→ Aim of the task
Transcribe every record exactly as it appears.

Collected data
++++++

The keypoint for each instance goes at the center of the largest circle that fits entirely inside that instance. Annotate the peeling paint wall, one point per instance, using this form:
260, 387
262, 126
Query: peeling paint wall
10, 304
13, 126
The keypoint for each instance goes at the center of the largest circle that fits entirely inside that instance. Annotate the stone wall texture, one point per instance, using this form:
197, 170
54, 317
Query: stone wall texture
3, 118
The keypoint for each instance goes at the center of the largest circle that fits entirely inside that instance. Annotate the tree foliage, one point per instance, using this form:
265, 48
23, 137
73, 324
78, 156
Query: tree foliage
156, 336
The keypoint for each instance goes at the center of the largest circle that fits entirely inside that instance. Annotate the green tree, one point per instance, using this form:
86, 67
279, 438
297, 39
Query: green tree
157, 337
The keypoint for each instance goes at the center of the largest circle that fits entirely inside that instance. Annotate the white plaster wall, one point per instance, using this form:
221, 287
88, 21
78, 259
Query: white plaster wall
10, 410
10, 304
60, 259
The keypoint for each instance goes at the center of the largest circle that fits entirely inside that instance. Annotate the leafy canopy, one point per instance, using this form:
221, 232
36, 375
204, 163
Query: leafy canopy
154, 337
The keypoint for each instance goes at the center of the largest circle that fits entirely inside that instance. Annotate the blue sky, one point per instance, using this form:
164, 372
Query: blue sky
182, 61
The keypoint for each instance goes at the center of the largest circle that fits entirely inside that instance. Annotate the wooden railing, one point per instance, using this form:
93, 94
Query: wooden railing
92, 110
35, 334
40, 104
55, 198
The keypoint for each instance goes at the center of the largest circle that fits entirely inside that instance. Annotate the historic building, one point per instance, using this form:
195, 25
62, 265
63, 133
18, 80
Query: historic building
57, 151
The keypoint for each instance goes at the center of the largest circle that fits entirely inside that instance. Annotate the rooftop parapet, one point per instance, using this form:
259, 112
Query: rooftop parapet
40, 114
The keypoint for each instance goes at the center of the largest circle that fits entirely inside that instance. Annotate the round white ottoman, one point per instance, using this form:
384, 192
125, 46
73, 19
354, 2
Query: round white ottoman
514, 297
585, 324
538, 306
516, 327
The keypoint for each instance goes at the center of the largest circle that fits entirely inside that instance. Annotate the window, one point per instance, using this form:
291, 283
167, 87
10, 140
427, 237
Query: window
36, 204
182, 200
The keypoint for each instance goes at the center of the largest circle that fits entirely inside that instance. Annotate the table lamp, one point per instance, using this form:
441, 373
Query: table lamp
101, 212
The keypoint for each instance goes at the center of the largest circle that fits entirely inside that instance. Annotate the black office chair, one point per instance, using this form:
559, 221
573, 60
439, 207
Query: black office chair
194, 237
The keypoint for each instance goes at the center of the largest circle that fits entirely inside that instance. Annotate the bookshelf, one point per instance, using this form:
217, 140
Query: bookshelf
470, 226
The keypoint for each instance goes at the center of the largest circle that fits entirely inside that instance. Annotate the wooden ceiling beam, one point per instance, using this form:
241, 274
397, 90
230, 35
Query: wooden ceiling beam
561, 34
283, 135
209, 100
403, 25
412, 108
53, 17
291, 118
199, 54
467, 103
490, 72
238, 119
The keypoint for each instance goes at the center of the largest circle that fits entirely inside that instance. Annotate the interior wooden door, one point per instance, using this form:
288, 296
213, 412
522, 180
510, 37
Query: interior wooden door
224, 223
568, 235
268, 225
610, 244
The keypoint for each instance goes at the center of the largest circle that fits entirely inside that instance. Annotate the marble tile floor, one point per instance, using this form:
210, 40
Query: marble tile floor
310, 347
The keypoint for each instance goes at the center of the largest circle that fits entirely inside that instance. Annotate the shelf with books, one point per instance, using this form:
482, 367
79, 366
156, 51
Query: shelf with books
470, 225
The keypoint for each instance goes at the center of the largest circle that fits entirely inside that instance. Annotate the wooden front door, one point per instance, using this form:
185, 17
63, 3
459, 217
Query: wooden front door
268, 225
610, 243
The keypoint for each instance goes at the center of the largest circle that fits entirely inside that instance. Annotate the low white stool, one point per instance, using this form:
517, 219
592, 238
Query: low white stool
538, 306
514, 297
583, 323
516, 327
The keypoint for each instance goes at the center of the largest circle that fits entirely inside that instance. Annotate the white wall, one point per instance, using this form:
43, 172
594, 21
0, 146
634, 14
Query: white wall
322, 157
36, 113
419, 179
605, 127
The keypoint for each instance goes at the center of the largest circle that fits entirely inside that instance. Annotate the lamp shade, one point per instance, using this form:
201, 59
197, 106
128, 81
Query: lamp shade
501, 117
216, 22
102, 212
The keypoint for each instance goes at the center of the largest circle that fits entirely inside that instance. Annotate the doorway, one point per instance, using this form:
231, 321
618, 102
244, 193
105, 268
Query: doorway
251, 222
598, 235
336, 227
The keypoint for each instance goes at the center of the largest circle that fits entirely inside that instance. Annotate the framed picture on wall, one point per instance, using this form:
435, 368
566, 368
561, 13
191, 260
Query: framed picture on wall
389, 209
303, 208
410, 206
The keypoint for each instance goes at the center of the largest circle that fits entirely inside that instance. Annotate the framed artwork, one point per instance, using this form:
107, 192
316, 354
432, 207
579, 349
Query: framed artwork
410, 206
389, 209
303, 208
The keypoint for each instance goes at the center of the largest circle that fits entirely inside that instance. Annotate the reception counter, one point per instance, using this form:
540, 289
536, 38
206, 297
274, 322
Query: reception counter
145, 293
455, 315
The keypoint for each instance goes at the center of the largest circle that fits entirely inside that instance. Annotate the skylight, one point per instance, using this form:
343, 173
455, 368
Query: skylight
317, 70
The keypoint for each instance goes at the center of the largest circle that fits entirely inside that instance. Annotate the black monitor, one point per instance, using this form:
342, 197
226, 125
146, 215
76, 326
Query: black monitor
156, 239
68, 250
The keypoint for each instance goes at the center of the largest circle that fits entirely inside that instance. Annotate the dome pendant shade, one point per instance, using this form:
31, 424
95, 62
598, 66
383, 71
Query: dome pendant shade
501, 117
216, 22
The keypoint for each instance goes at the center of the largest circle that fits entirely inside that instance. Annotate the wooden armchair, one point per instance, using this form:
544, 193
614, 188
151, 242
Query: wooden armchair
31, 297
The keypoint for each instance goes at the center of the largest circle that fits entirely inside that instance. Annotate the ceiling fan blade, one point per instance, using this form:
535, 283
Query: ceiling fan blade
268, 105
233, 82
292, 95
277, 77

++++++

→ Solution to the problem
The keypoint for each instance goes at the center of the largest circle that fits entirely inside that instance. Annotate the peeling paint wall, one point per instance, using this form:
260, 387
262, 126
Query: peeling paint wall
10, 304
13, 126
The keypoint for each instance goes at the center of the largest circle that fits entirely inside that instance. Annotate the stone wall texture, one point per instance, using this form:
197, 170
54, 317
Query: stone wall texture
3, 118
The keypoint for each instance goes at the center of the largest circle that fits entirely inside that instance. Annotate the tree foliage, one point per instance, using this form:
265, 48
23, 137
73, 324
78, 156
Query: tree foliage
156, 336
The keypoint for each instance goes at the center of the largest circle that fits entirely inside that instance. Annotate the green tree, one point per instance, using this form:
86, 67
279, 438
297, 39
Query: green tree
157, 337
The keypoint for each instance goes at the center of the largest circle that fits entirely inside that instance. Annotate the white plaster wall, one point per instance, using this form:
221, 287
88, 21
78, 259
Query: white plaster wall
10, 410
10, 304
60, 259
The keypoint for each instance goes at the center of the largest circle that fits entirely inside that instance. Annotate the leafy canopy, one point per instance, using this form:
221, 232
36, 375
204, 163
Query: leafy canopy
154, 337
The keypoint for each instance goes at the center of the largest circle that fits entirely inside that instance. Annotate the blue sky, one point per instance, using this form:
164, 372
Query: blue sky
182, 61
The keypoint for each instance goes at the center of the largest circle that fits entirely inside that instance. Annotate the wooden railing, one point per instance, using this form:
93, 94
Query: wooden railing
92, 110
35, 334
40, 104
55, 198
The keypoint for each instance goes at the center of the largest circle that fits entirely inside that instance. Annotate the historic building, one point per instance, using this form:
195, 25
62, 265
63, 133
18, 80
Query: historic building
57, 151
The keypoint for each instance goes at the center of the largest circle that fits entirely inside that instance. Annotate the rooftop parapet, one point per instance, using this form:
259, 112
Query: rooftop parapet
40, 114
The keypoint for each instance goes at the center of the largest circle that fits entirely inside that instance. Annotate the round white ottoman, one point per instance, using this form:
384, 192
125, 46
73, 19
354, 2
Query: round white ottoman
514, 297
585, 324
538, 306
516, 327
The keypoint for each instance goes at the center of the largest circle that fits entirely inside that instance. Annotate the window, one point per instance, using this form:
291, 283
167, 87
10, 140
427, 237
Query: window
36, 204
182, 200
The keypoint for each instance goes at the center of the largest circle that fits entirely inside that instance. Annotate the table lamp, one point per instance, using this form:
441, 373
Query: table lamp
101, 212
The keypoint for each instance goes at the center of the largest circle that fits entirely inside that instance. Annotate the black office chair, one point per instance, using this form:
559, 221
573, 60
439, 207
Query: black office chair
194, 237
The keypoint for each instance goes at the center of the largest circle that fits entirely inside that instance. Annotate the bookshelf, one point per instance, using this form:
217, 140
Query: bookshelf
470, 226
The keypoint for each instance goes at the center of the largest circle that fits entirely inside that instance. Annotate the wooden ceiling beam, one point per instance, using this form:
241, 274
397, 90
230, 35
Query: wooden ceiling beam
561, 34
283, 135
209, 100
403, 25
412, 108
53, 17
291, 118
199, 54
467, 103
490, 72
238, 119
The keypoint for each instance goes at the center of the largest circle that fits entirely inside that instance. Annotate the interior wooden door, one point per instance, using this form:
288, 296
213, 412
522, 180
510, 37
Query: interior wooden door
224, 223
568, 235
268, 225
610, 244
The keypoint for each instance goes at the center of the largest circle that fits entirely inside that instance. Annotate the marble tile floor, one point per instance, using this form:
210, 40
Query: marble tile floor
310, 347
The keypoint for each instance goes at the center of the largest circle that fits entirely inside that instance. Annotate the shelf with books, one point per instance, using this form:
482, 367
79, 366
156, 51
Query: shelf with books
470, 225
The keypoint for each instance goes at the center of the largest circle that fits entirely inside that instance. Annotate the wooden front door, one point per instance, using this form:
185, 17
63, 3
459, 217
Query: wooden front door
268, 225
610, 243
The keypoint for each instance goes at the center of the largest circle that fits entirely inside that instance. Annotate the low white stool, one point per instance, using this form:
517, 219
592, 238
Query: low white stool
538, 306
514, 297
583, 323
516, 327
The keypoint for each instance goes at the center of the largest circle that fits entirely inside that instance. Annotate the white wall, one point per instance, using this form:
43, 172
594, 21
0, 146
634, 14
Query: white wall
322, 157
36, 113
419, 179
605, 127
The keypoint for each instance goes at the center of the largest circle that fits entirely inside that instance. Annotate the lamp shade, one point per instance, using this form:
201, 59
197, 106
128, 81
Query: lamp shade
501, 117
216, 22
102, 212
The keypoint for each instance goes at the center of the largest circle that fits entirely inside that instance. Annotate the doorway, one point per instance, using this form:
231, 321
618, 102
244, 193
105, 268
Query: doorway
251, 222
598, 235
336, 227
The keypoint for each instance goes at the center of the largest circle that fits entirely inside that instance. Annotate the framed picture on wall, one point per instance, using this form:
435, 368
566, 368
561, 13
191, 260
Query: framed picture on wall
389, 209
303, 208
410, 206
The keypoint for each instance goes at the center of the largest circle that fits entirely inside that instance. Annotate the framed artwork, one point per instance, using this form:
107, 192
316, 354
432, 207
579, 349
Query: framed artwork
410, 206
389, 209
303, 208
The keypoint for each instance goes at the center of the largest circle that fits entirely inside that instance. Annotate the reception counter, one point per instance, using this form:
540, 289
536, 38
206, 297
274, 322
Query: reception counter
145, 293
455, 315
The keypoint for each instance goes at the center of the largest circle that fits entirely inside that instance. Annotate the skylight, one point per instance, using this form:
343, 173
455, 368
Query: skylight
317, 70
The keypoint for each instance goes at the center of the largest circle that fits entirely inside that instance. Annotate the black monitor, one point per instance, using this form:
342, 197
226, 125
146, 215
76, 326
Query: black monitor
156, 239
68, 250
The keypoint for each instance goes at the center of the largest circle that fits entirely inside that instance. Annotate the dome pendant shade, one point per instance, using this form:
31, 424
95, 62
598, 66
383, 71
Query: dome pendant shade
501, 117
216, 22
The keypoint for each instance goes at the center of the largest circle that fits entirely inside that instance. Annotate the wooden armchair, one point per instance, using this form:
544, 193
614, 188
151, 242
Query: wooden armchair
31, 297
The keypoint for each instance goes at the center of the largest circle that fits entirely inside that instance. Annotate the ceiling fan blade, one point per instance, using this form:
535, 283
Query: ceiling fan blade
268, 105
233, 82
292, 95
277, 77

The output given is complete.